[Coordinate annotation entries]
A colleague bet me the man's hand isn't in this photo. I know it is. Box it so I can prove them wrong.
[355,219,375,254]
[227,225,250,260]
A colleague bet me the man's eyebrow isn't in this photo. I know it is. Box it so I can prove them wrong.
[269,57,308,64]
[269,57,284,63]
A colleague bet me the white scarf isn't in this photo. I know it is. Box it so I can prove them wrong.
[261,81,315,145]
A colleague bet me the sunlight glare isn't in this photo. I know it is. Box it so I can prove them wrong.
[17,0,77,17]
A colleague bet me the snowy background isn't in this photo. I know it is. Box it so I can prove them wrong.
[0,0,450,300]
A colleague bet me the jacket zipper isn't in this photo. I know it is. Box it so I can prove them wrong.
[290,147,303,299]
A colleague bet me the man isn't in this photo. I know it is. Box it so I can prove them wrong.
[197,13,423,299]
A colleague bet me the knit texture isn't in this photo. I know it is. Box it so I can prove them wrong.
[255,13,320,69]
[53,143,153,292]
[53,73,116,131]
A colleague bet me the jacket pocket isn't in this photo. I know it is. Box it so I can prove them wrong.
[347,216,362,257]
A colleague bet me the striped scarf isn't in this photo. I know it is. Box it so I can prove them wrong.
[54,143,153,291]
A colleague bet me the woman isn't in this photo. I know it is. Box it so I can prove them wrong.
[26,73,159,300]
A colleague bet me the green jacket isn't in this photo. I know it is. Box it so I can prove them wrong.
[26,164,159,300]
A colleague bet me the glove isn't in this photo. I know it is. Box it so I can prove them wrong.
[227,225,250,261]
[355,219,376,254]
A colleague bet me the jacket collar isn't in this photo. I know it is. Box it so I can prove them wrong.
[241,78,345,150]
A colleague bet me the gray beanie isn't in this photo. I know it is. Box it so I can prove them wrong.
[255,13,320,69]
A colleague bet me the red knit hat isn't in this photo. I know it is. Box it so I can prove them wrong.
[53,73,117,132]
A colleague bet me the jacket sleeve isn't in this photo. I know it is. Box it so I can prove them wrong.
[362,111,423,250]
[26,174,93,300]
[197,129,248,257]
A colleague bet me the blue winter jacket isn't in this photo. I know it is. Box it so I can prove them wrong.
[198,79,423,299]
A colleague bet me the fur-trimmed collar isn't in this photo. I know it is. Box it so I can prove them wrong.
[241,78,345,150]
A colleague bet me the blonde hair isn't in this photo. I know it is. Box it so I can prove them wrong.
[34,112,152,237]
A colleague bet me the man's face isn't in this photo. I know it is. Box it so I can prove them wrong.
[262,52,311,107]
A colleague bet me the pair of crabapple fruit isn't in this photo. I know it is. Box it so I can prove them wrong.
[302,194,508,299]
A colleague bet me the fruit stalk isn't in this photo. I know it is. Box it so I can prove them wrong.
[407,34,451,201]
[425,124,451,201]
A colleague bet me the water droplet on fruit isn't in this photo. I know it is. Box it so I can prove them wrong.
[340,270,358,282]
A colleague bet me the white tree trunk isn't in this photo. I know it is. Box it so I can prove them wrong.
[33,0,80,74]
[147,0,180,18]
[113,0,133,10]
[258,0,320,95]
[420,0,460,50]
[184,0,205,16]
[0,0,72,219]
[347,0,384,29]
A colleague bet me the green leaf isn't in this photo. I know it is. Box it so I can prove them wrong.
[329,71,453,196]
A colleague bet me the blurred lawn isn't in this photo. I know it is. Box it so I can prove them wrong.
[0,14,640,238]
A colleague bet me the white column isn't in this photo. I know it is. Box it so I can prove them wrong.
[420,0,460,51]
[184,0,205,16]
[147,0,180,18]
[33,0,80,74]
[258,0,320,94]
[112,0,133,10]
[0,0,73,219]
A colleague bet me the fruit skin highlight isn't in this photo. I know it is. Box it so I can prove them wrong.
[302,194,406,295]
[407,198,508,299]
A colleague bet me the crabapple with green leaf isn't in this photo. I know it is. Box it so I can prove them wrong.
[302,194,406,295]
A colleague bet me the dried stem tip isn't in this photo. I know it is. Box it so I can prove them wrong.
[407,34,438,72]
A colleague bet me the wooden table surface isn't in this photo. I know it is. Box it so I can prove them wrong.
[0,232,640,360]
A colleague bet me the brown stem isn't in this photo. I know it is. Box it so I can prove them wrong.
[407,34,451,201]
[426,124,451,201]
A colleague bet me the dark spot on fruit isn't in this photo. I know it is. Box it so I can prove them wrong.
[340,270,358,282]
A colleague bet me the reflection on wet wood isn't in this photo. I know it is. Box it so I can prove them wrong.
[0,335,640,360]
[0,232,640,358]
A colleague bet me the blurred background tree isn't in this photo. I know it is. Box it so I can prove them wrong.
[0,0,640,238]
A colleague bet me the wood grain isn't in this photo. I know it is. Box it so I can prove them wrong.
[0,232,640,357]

- **To be done**
Write out the entire listing above again, switching every "colleague" to "coworker" and leaving everything else unchanged.

- **The result**
A coworker bet me the man's hand isn't in this photo. I know it is. Box it so I can prove them wrong.
[355,219,375,254]
[227,225,250,260]
A coworker bet me the man's eyebrow isn't in this photo. I know it is. Box it so I can prove them wrong.
[269,57,308,64]
[269,57,284,63]
A coworker bet me the white scarf isn't in this photo. I know it is. Box it so I can prove them wrong.
[261,81,315,145]
A coworker bet me the sunlight glare isn't in this photo. I know it is. Box it so I can prove them wrong.
[17,0,77,17]
A coworker bet me the snowy background isn't in this photo. I know it is. Box it so I can prove them wrong.
[0,0,450,300]
A coworker bet me the jacket zipper isn't in this photo. I know it is. Box it so I can prove them wrong.
[290,147,303,299]
A coworker bet me the man isn't in this photo. I know it is. Box it so I can prove them wrong.
[197,13,423,299]
A coworker bet me the knit texture isn't in this photo. I know it is. Box it so I can prove them wrong.
[255,13,320,69]
[53,143,153,292]
[53,73,116,131]
A coworker bet me the jacket pocket isn't in this photo. I know it is. Box it so I can prove them wrong.
[347,216,362,257]
A coworker bet me the striped scarf isn't in this photo. I know it is. Box it so I can prove them wrong.
[54,143,153,291]
A coworker bet me the woman isn't in this photo. I know it is. Box it so I can prove them wrong.
[26,73,159,300]
A coworker bet me the green jacket isn't in this photo. I know it is. Box it so I can prove them wrong.
[26,164,159,300]
A coworker bet me the glove isn't in this photo. I know it is. Box it so I can prove them wrong.
[227,225,250,261]
[355,219,376,254]
A coworker bet me the jacket collar isn't in this photo. I know it is. Box it so I can prove them wrong.
[241,78,345,150]
A coworker bet me the gray beanie isn't in this photo. I know it is. Box it so I can prove them wrong.
[255,13,320,69]
A coworker bet me the red knit hat isn't in this photo. I know it is. Box it so I can prove them wrong.
[53,73,117,132]
A coworker bet me the jacket sleeve isn't in this photo. I know it is. Box it so I can prove them wrong.
[362,111,423,250]
[26,174,93,300]
[197,129,248,257]
A coworker bet me the blue winter jacket isn't in this photo. I know it is. Box it so I can prove them wrong.
[198,79,423,299]
A coworker bet me the fur-trimmed collar isn't in this photo. I know it is. Box it so I can prove them wrong.
[241,78,345,150]
A coworker bet me the blonde hair isn't in this photo. I know it is. Box it so I can prove them wrong.
[34,112,152,237]
A coworker bet me the man's face isn't in this photo. I know it is. Box it so I can prove them wrong.
[262,52,311,107]
A coworker bet me the pair of crabapple fruit isn't in this photo. I know it is. Box it so I can prove them wrong.
[302,194,508,299]
A coworker bet me the fruit stalk isn't in this photo. I know it is. Box it so I can prove them wrong.
[407,34,451,201]
[425,124,451,201]
A coworker bet me the water droplet on fruit isn't in this photo. I know it is. Box it so I can prove them wrong.
[340,270,358,282]
A coworker bet me the white tree trunk isn't in this photo. I know it is. Box it so I can prove them wrong.
[33,0,80,74]
[147,0,180,18]
[113,0,133,10]
[258,0,320,95]
[420,0,460,50]
[184,0,205,16]
[0,0,72,219]
[347,0,384,29]
A coworker bet me the green leaf isn't in this photo. I know it is. Box it so I can prove them wrong.
[329,71,453,196]
A coworker bet me the blurred lawn isn't in this photo. I know it is. Box it so I can prove them wrong.
[0,14,640,238]
A coworker bet me the white column isn't in this photo. I know it is. Box it so I can prove them wrong.
[420,0,460,51]
[184,0,205,16]
[147,0,180,18]
[33,0,80,74]
[258,0,320,94]
[112,0,133,10]
[0,0,73,219]
A coworker bet me the fruit skin highlight isn't in this photo. I know it is. Box it so I can prove them wrong.
[302,194,406,295]
[407,198,508,299]
A coworker bet me the crabapple with green leaf isn't in this photo. I know it is. Box it so I can prove them wrong.
[302,194,406,295]
A coworker bet me the dried stem tip isn't in this photo. I know it is. Box it so I can prove them wrong.
[407,34,438,72]
A coworker bet me the wooden table surface isn't in this photo. I know it is. Box it so I can prove them wrong.
[0,232,640,360]
A coworker bet me the brown stem isn't in this photo. I know it is. Box it so I can prove them wrong.
[407,34,451,201]
[426,124,451,201]
A coworker bet me the dark spot on fruit isn't in this photo. I know it is. Box it so I can prove them wrong.
[340,270,358,282]
A coworker bet me the reflection on wet wood isn't in this photo. I know it is. Box it so I can prove them wrong.
[0,335,640,360]
[0,232,640,358]
A coworker bet me the blurred background tree isn't in this photo. I know it is. Box it so I can prove them wrong.
[0,0,640,238]
A coworker bet me the wood grain isn't in this photo. I know it is. Box it so I can prove them wrong.
[0,232,640,357]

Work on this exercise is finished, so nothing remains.